Omit every picture and write out the rest of the records exactly.

----- Records shown -----

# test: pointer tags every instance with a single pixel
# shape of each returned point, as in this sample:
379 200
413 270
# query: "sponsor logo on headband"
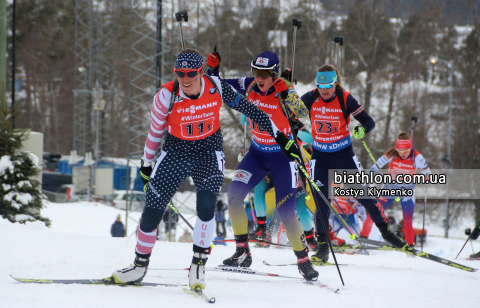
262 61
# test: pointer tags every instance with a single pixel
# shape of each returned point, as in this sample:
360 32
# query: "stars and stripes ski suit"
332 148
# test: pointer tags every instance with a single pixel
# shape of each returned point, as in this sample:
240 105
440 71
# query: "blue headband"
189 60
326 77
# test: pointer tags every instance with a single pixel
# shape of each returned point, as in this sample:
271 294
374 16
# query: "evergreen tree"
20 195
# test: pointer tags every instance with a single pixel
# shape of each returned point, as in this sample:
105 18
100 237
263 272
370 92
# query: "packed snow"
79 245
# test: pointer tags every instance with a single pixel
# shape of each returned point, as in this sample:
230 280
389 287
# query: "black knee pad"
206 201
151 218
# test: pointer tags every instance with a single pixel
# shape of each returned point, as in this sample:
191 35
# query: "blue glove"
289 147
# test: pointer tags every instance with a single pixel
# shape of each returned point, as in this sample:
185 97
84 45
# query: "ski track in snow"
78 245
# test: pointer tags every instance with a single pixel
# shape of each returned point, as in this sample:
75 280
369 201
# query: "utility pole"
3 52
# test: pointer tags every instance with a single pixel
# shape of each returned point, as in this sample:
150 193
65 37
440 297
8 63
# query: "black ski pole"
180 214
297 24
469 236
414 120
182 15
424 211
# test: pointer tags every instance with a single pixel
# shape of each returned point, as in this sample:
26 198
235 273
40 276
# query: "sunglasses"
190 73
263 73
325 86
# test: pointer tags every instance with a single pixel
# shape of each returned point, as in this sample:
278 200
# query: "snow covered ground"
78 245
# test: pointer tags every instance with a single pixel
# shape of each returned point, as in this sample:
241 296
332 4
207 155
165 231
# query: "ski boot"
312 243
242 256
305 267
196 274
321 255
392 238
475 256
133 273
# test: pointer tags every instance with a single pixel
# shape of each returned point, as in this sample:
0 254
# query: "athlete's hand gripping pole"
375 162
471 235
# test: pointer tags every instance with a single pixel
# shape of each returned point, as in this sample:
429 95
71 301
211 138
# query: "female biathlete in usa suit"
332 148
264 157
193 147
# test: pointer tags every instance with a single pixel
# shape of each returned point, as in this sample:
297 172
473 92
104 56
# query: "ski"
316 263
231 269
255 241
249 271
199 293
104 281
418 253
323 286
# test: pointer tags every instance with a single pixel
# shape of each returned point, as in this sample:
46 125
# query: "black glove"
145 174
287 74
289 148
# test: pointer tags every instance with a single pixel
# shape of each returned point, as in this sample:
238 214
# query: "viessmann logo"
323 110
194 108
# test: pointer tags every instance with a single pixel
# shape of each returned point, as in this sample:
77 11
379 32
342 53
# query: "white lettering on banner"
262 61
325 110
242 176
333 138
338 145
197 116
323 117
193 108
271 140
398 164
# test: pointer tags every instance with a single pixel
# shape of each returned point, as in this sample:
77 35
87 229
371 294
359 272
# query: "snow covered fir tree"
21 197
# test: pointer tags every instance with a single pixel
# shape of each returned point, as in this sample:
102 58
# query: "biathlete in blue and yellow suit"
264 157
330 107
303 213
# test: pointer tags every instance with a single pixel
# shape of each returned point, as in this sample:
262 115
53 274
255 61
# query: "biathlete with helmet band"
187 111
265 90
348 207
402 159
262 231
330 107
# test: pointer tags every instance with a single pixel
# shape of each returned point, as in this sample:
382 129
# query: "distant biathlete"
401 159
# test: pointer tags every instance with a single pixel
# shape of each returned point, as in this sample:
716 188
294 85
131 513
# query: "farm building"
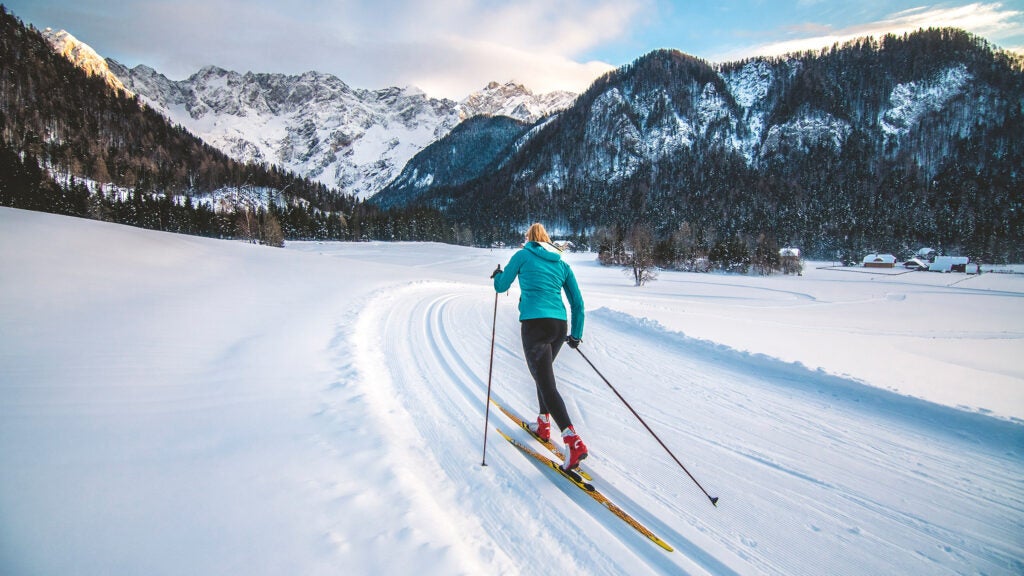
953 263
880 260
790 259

-----

▶ Exercise solution
# test: pointer tags every instance with a single pixel
# shape of each returned point, as in this sample:
379 200
413 270
# query: "sponsor logo on headband"
262 61
# test: pointer tags every instance with a single pixel
# shape of each returned point, as in this sample:
360 32
# query: "stars and stripes ski suit"
332 148
# test: pointer tags every instance with a single pixel
# shape of each returned point, as in this sample:
240 105
440 71
# query: "blue headband"
189 60
326 77
# test: pointer tags every instance with a single pixel
# shape of each returned point, as in this sample:
271 294
374 16
# query: "evergreen tree"
20 195
# test: pointer tags every instance with a single pixel
# shape of each returned point, as in this sample:
105 18
100 237
263 272
370 92
# query: "packed snow"
79 245
# test: pointer tags every instance with a single pixel
# shape of each returned point, as in this sample:
230 280
389 287
# query: "black knee pad"
206 201
151 218
# test: pointer tags every instance with a single pixel
# shape of each returned point, as in this sample:
191 35
# query: "blue glove"
289 147
# test: pointer tags every instance with a single pixel
# shape of each returned point, as in this sample:
185 97
84 45
# query: "ski track in snow"
78 245
# test: pointer tags every instance with a single pixel
# shape of each returned point, as in this sample:
75 280
369 201
# query: "utility pole"
3 52
# test: pointer tags every instance with a single pixel
# shape of each returned point, as in this sample:
150 193
65 37
440 297
8 63
# query: "black ski pole"
180 214
297 24
469 236
414 120
182 15
424 211
# test: pointer tags every instance with a single pixel
# shape of each returned point, as in this sample:
26 198
235 273
40 276
# query: "sunglasses"
190 73
263 73
325 86
# test: pointer tags every instance with a single pixel
# shape of each returned point, as in this sample:
278 200
# query: "snow covered ground"
78 245
# test: pointer tags every instance with a single pixel
# shape of each returned point, as in this sample:
241 296
332 4
207 155
165 231
# query: "ski boot"
312 243
242 256
305 267
196 274
321 255
392 238
475 256
133 273
# test: pointer tags every instance with a single pixel
# shape of each returned point, as in this sample:
0 254
# query: "athlete's hand gripping pole"
375 162
471 235
# test: pointer tags every instance with a single pixel
# shape of each returned point, as in this sample:
429 95
71 301
211 138
# query: "female biathlete in usa suit"
332 148
264 157
193 147
# test: pointer tags every instance with a single pixel
# shape of each returned point, as in this sample:
297 172
473 92
104 56
# query: "ski"
316 263
231 269
255 241
249 271
199 293
104 281
418 253
323 286
# test: pointer tags every instance with a single pixel
# shape of each returned point, as in this sample:
46 125
# query: "black glove"
145 174
287 74
289 148
# test: pointer tags every instance with a single pixel
# shape of each returned point, as in this sample:
238 214
# query: "viessmann logo"
323 110
194 108
# test: pointer tags every instance with a single pixel
# shape of each returned point, as in this sample:
77 11
379 32
342 53
# query: "white lettering on banner"
262 61
325 110
242 176
333 138
338 145
197 116
323 117
193 108
271 140
398 164
# test: pointer tags every instance with a single pixel
# shape of each returned point, as in this sample:
77 35
87 229
371 294
359 272
# query: "snow covered fir tree"
21 197
# test: pointer tags every instance with a single pixel
# shape of each returned point, as in this sample:
102 58
# query: "biathlete in blue and yellow suit"
264 157
330 107
303 213
# test: pointer tags every instance with a single pixel
# shape of each returned point, as in this sample:
262 115
53 274
255 61
# query: "biathlete with helmet band"
187 111
265 90
348 207
402 159
262 231
330 107
# test: pointer tags every instance with a single pixel
# shape of each returned point, as in this sample:
382 129
# query: "distant biathlete"
401 159
# test: pointer tags every instance with a single pixel
# shape of each returned point, as in this sample:
716 188
294 85
131 513
# query: "farm building"
953 263
880 260
790 259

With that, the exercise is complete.